* Text block
===

An aromatic gin and tonic
As shadows stretch across the yard, a collection of over-achieving leaves are threatening to turn. Despite the season's late start, there are only so many warm days left to us. It's enough to cause distress, and there is no better restorative for those long, luxurious summer nights after a stressful day than the classic highball: gin and tonic. Suddenly it seems like there is an explosion of gins (to find a new one you like, check out the periodic table of gin at the new Marin in downtown Minneapolis). We once again sat down with master drink mixer Shawn Jones of Cafe Maude Loring Park to discuss how best to shake up this classic.
Jones becomes animated the more he talks about the myriad of mix-ins available for a gin and tonic. "A lot of bars are making their own tonic now. I think it was Dan Oskey at the Strip Club that was the first to do it, but now there are a ton of tonic options."
He suggests seeking out Q tonic made with natural ingredients like agave nectar without as much quinine.
Gin and tonics came from the medicinal discovery that quinine could prevent British soldiers from contracting malaria in colonial India.

===

[Dataset records]
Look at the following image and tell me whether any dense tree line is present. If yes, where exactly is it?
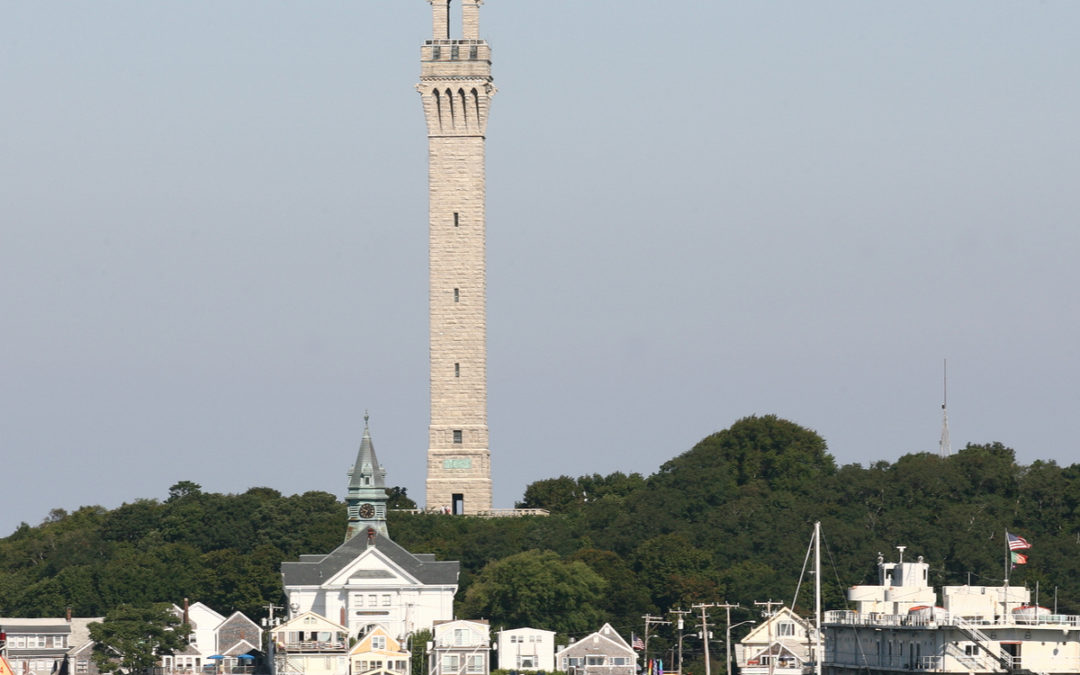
[0,416,1080,665]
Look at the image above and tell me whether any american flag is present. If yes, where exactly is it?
[1005,532,1031,551]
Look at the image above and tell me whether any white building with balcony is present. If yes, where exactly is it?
[734,607,816,675]
[428,619,491,675]
[555,623,637,675]
[496,629,555,672]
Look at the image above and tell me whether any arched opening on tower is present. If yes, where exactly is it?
[446,0,464,40]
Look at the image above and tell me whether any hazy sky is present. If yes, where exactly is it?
[0,0,1080,535]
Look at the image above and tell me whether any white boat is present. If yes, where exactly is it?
[822,546,1080,675]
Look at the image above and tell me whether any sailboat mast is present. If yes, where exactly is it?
[937,359,953,457]
[813,521,825,675]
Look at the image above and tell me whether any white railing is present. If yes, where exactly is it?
[822,609,1080,630]
[391,507,551,518]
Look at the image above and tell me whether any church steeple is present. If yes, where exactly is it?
[345,413,389,541]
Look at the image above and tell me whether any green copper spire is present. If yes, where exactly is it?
[345,411,389,541]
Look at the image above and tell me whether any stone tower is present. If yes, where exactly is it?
[345,413,389,541]
[417,0,495,514]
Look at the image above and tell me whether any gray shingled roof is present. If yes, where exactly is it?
[281,534,460,586]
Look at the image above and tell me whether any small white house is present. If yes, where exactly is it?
[270,611,349,675]
[734,607,816,675]
[555,623,637,675]
[497,629,555,672]
[428,619,491,675]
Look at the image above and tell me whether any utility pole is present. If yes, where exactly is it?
[262,603,285,675]
[669,596,691,675]
[693,603,716,675]
[642,615,671,667]
[717,600,739,675]
[754,600,781,675]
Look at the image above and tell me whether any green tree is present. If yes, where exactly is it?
[462,551,607,635]
[387,485,416,509]
[89,603,191,673]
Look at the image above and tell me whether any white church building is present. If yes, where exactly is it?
[281,416,459,639]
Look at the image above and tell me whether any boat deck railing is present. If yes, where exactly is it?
[822,609,1080,629]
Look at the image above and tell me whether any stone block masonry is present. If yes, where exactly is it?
[417,0,495,514]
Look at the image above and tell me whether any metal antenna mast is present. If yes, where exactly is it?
[937,359,953,457]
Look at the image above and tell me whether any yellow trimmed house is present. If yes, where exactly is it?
[349,625,409,675]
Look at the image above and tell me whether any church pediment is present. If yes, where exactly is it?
[323,546,421,588]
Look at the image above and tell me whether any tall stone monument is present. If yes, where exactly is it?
[417,0,495,514]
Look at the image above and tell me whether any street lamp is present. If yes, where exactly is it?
[724,619,757,675]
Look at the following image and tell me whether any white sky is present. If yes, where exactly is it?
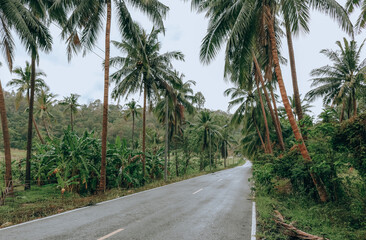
[0,0,365,118]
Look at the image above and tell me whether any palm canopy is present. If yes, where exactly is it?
[37,89,57,119]
[194,111,222,151]
[306,38,366,109]
[123,99,141,120]
[154,72,196,138]
[7,61,49,107]
[110,28,184,99]
[60,0,169,60]
[0,0,52,70]
[192,0,353,66]
[60,93,81,114]
[346,0,366,30]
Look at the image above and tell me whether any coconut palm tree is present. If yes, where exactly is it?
[219,124,236,167]
[194,92,206,110]
[36,89,57,139]
[192,0,328,202]
[278,94,314,121]
[110,25,184,174]
[154,72,196,176]
[306,38,366,122]
[0,0,51,191]
[7,61,49,144]
[279,0,353,120]
[195,111,222,170]
[22,0,52,190]
[62,0,168,191]
[346,0,366,30]
[60,93,80,131]
[124,99,141,149]
[6,61,49,109]
[224,81,268,153]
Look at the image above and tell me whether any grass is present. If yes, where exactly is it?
[0,157,245,228]
[256,189,366,240]
[0,148,27,160]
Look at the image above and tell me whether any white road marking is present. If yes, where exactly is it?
[98,228,124,240]
[251,202,257,240]
[192,188,203,194]
[0,165,249,232]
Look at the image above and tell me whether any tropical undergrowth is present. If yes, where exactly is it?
[0,129,244,227]
[253,114,366,240]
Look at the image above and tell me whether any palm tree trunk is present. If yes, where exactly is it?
[33,116,44,144]
[175,147,179,177]
[70,107,74,131]
[0,82,13,193]
[269,84,282,139]
[252,52,285,151]
[24,55,36,190]
[285,22,304,121]
[42,118,52,139]
[131,111,135,150]
[352,89,357,117]
[99,0,112,192]
[266,7,328,202]
[142,86,147,176]
[254,122,266,151]
[164,94,169,181]
[27,93,44,144]
[224,141,227,168]
[339,100,346,123]
[255,74,273,154]
[209,132,212,171]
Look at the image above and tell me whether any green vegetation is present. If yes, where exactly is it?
[0,158,245,227]
[0,0,366,240]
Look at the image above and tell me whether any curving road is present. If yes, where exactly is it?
[0,162,252,240]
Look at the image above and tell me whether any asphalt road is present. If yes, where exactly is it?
[0,162,252,240]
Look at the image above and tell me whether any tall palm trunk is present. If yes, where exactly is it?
[352,89,357,117]
[0,82,13,193]
[27,92,44,144]
[99,0,112,192]
[254,121,266,151]
[266,7,328,202]
[224,141,227,168]
[286,22,304,121]
[131,111,135,149]
[42,118,52,139]
[252,52,285,151]
[269,84,282,138]
[209,132,212,171]
[339,100,346,123]
[32,116,44,144]
[255,74,273,154]
[142,86,147,176]
[24,55,36,190]
[164,94,169,181]
[70,107,74,131]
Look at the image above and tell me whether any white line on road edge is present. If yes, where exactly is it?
[98,228,124,240]
[0,164,246,232]
[192,188,203,194]
[251,202,257,240]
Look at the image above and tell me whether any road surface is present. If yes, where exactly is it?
[0,162,252,240]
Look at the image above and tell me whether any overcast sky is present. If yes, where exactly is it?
[0,0,365,118]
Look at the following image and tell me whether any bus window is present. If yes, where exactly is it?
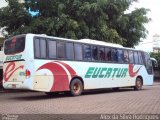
[34,38,47,58]
[123,50,129,63]
[128,51,134,64]
[57,41,65,59]
[34,38,41,58]
[74,43,83,60]
[83,45,91,61]
[99,47,105,61]
[40,38,47,58]
[4,36,25,55]
[48,40,57,58]
[112,48,118,62]
[134,52,139,64]
[105,48,111,61]
[92,46,98,61]
[143,52,153,74]
[117,49,122,63]
[65,43,74,60]
[138,52,143,64]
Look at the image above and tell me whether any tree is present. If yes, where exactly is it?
[0,0,149,47]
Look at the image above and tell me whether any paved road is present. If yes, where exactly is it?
[0,82,160,114]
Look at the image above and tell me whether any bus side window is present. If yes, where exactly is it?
[34,38,47,58]
[74,43,83,60]
[99,47,106,61]
[57,41,65,59]
[128,51,134,64]
[34,38,41,58]
[112,48,118,62]
[40,38,47,58]
[92,46,98,61]
[123,50,129,63]
[83,45,91,61]
[65,43,74,60]
[48,40,57,58]
[117,49,122,63]
[105,48,111,61]
[134,52,139,64]
[138,52,143,64]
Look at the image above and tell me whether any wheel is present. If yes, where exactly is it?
[134,77,143,90]
[70,78,83,96]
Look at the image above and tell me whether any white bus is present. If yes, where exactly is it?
[3,34,153,96]
[0,51,3,89]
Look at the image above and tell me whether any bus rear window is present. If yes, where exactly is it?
[4,36,25,55]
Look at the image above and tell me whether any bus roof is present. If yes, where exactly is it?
[15,33,144,52]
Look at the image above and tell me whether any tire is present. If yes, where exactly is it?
[134,77,143,91]
[70,78,83,96]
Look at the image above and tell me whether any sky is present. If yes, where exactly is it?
[0,0,160,52]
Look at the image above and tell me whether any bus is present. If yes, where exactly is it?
[0,51,3,90]
[3,34,153,96]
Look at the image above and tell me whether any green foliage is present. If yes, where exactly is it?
[0,0,149,47]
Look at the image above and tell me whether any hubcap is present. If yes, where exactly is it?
[73,83,81,93]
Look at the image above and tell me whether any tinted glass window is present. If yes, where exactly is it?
[123,50,129,63]
[74,43,83,60]
[34,38,47,58]
[57,41,65,59]
[40,39,47,58]
[105,48,111,61]
[92,46,98,61]
[83,45,91,61]
[34,38,41,58]
[112,48,118,62]
[134,52,139,64]
[48,40,57,58]
[99,47,106,61]
[128,51,134,64]
[138,52,143,64]
[65,43,74,60]
[4,37,25,55]
[117,49,122,63]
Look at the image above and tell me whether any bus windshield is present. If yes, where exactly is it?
[4,36,25,55]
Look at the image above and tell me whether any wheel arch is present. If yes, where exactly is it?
[69,76,84,89]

===

* Assignment 1
Echo the gin and tonic piece word for word, starting at "An aromatic gin" and ending at "up this classic.".
* Assignment 2
Check each statement against the gin and tonic piece: (a) Jones recommends Q tonic, which is made with natural ingredients such as agave nectar. (b) Jones says he was the first to make his own tonic. (c) Quinine was found to prevent malaria among British soldiers in colonial India. Answer yes or no for each, quoting the deciding words.
None of the entries are needed here.

* Expected answer 1
An aromatic gin and tonic
As shadows stretch across the yard, a collection of over-achieving leaves are threatening to turn. Despite the season's late start, there are only so many warm days left to us. It's enough to cause distress, and there is no better restorative for those long, luxurious summer nights after a stressful day than the classic highball: gin and tonic. Suddenly it seems like there is an explosion of gins (to find a new one you like, check out the periodic table of gin at the new Marin in downtown Minneapolis). We once again sat down with master drink mixer Shawn Jones of Cafe Maude Loring Park to discuss how best to shake up this classic.

* Expected answer 2
(a) Yes: "He suggests seeking out Q tonic made with natural ingredients like agave nectar without as much quinine."
(b) No: "I think it was Dan Oskey at the Strip Club that was the first to do it"
(c) Yes: "quinine could prevent British soldiers from contracting malaria in colonial India"